▶ TASKS:
1. According to the article on infectious disease hospitals, what kind of hospital does Kenya lack?
2. Retype the passage of the article on infectious disease hospitals starting at "We need infectious" and ending at "must be mobile.".

▶ TEXT UNDER STUDY:
---*---

We need infectious disease hospitals

It doesn’t make sense to spend the Covid-19 billions on just PPE, masks and ventilators.

In Summary
  • Due to our unique circumstances, the infectious disease hospital must be mobile.
  • Hospitals must also have a dedicated team of medics who are specially trained to respond to all kinds of infections.
Governor Joho, flanked by senior county and national government officials, at an isolation ward at Coast General Hospital on Monday.
LEAVING NOTHING TO CHANCE: Governor Joho, flanked by senior county and national government officials, at an isolation ward at Coast General Hospital on Monday.
Image: JOHN CHESOLI

Even as Kenyans put pressure on government to reopen the economy, we must be aware of a possible peak in coronavirus infections. Do we have the medical infrastructure to weather a peak?

We have enough isolation centres and our bed space capacity is growing. However, Kenya lacks a publicly owned infectious diseases hospital.

These hospitals are not the same as having isolation wards. Infectious diseases hospitals are specially designed to keep medical workers safe and the environment free of the virus.

---*---

▶ DATASET RECORDS:
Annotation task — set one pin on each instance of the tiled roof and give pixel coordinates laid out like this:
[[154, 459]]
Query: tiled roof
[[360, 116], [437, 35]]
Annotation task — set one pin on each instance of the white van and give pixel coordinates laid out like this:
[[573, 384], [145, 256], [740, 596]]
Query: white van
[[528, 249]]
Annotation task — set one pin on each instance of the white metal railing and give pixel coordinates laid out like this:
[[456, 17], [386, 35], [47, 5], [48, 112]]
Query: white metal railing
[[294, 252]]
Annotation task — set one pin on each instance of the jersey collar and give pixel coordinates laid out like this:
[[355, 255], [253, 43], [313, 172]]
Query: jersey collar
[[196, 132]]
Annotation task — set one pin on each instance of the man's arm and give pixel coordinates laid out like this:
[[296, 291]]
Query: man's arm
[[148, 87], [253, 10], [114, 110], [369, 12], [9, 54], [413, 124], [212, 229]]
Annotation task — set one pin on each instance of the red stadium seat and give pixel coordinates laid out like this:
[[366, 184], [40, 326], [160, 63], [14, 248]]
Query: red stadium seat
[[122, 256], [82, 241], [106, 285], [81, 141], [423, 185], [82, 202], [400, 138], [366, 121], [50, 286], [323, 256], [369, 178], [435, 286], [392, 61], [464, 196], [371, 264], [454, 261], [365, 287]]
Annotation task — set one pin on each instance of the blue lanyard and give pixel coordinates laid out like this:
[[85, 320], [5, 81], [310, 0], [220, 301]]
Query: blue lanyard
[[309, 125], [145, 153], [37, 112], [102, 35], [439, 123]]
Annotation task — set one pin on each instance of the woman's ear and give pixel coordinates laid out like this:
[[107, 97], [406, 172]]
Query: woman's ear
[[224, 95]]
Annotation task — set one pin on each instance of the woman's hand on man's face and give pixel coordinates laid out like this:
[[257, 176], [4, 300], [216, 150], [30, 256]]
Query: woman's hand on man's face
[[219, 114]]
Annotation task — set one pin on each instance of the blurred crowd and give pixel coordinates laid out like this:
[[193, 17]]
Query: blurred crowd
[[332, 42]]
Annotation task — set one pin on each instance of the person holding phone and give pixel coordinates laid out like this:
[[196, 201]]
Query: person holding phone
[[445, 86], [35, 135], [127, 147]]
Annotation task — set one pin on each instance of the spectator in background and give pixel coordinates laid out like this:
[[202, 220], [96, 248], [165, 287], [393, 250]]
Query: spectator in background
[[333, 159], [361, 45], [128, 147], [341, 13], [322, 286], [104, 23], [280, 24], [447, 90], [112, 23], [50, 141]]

---*---

▶ SOLUTIONS TO THE TASKS:
1. A publicly owned infectious diseases hospital.

2.
We need infectious disease hospitals

It doesn’t make sense to spend the Covid-19 billions on just PPE, masks and ventilators.

In Summary
  • Due to our unique circumstances, the infectious disease hospital must be mobile.